▶ [Text under study]
Huang Qi, 56, is the founder of the website 64 Tianwang, which documents alleged rights abuses by the government. He has been in custody for more than two years. 

His sentence is one of the harshest given to a dissident since President Xi Jinping came to power in 2012, according to court records.

Huang was guilty of “leaking national state secrets and providing state secrets to foreign entities,” the statement by the Mianyang intermediate people’s court said.

FILE – Hong Kong pro-democracy activists hold a placard, at right, that reads “rights activism is not wrong, free Huang Qi” during a protest outside the Chinese Liaison Office in Hong Kong, Jan. 29, 2019.

His website, which reported on local corruption, human rights violations, and other topics rarely seen in ordinary Chinese media, is blocked on the mainland.

The journalism advocacy group Reporters Without Borders (RSF) refers to Huang as a “cyberdissident,” and awarded him its Cyberfreedom Prize in 2016. A few weeks later, Huang was detained in his hometown of Chengdu, according to human rights group Amnesty International.

▶ [Recorded information]
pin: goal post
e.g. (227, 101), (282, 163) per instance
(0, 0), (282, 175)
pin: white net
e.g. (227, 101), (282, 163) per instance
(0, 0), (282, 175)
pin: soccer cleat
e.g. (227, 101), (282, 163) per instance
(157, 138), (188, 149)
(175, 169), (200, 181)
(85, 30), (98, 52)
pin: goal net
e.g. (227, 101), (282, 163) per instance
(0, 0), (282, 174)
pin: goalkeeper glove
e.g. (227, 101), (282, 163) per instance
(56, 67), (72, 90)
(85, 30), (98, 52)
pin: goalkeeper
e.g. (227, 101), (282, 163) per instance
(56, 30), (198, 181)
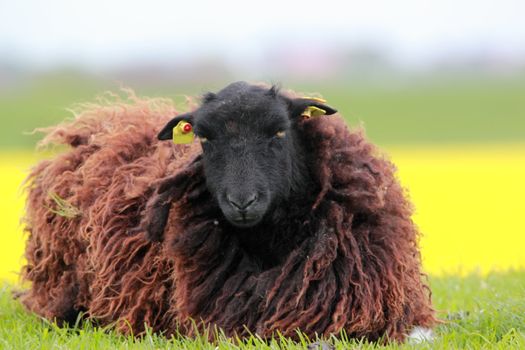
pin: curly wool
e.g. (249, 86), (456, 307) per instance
(22, 90), (436, 340)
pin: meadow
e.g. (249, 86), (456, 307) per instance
(0, 76), (525, 349)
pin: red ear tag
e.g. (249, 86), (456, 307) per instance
(182, 123), (192, 134)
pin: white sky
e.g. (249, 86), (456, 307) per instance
(0, 0), (525, 67)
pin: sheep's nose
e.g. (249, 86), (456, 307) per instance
(226, 193), (257, 211)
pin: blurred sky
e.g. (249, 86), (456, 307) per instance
(0, 0), (525, 69)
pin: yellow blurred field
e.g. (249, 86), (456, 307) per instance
(0, 144), (525, 281)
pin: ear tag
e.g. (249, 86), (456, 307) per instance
(173, 120), (195, 145)
(303, 96), (327, 103)
(301, 106), (326, 118)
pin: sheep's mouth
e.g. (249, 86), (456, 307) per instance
(230, 215), (260, 228)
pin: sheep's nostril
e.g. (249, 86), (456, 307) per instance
(226, 193), (257, 211)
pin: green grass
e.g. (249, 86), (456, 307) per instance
(0, 73), (525, 148)
(0, 271), (525, 349)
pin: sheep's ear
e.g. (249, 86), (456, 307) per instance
(288, 97), (337, 119)
(157, 113), (193, 143)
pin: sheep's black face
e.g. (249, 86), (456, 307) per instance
(159, 82), (335, 228)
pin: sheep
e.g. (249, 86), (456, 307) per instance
(21, 82), (436, 341)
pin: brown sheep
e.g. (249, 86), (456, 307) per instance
(22, 83), (436, 340)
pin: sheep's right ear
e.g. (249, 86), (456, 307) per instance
(157, 113), (193, 141)
(287, 97), (337, 119)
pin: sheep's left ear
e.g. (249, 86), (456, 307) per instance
(288, 97), (337, 119)
(157, 113), (194, 144)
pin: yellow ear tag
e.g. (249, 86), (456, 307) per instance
(173, 120), (195, 145)
(303, 96), (326, 103)
(301, 106), (326, 118)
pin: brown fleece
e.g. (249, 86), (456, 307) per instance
(22, 90), (436, 340)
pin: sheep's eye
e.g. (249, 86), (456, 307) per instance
(275, 130), (286, 139)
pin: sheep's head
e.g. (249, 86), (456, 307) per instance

▶ [Exercise] From the passage on Huang Qi, reproduce word for word the stretch that begins with the words containing "Huang Qi, 56, is" and ends with "on the mainland.".

▶ [Completed task]
Huang Qi, 56, is the founder of the website 64 Tianwang, which documents alleged rights abuses by the government. He has been in custody for more than two years. 

His sentence is one of the harshest given to a dissident since President Xi Jinping came to power in 2012, according to court records.

Huang was guilty of “leaking national state secrets and providing state secrets to foreign entities,” the statement by the Mianyang intermediate people’s court said.

FILE – Hong Kong pro-democracy activists hold a placard, at right, that reads “rights activism is not wrong, free Huang Qi” during a protest outside the Chinese Liaison Office in Hong Kong, Jan. 29, 2019.

His website, which reported on local corruption, human rights violations, and other topics rarely seen in ordinary Chinese media, is blocked on the mainland.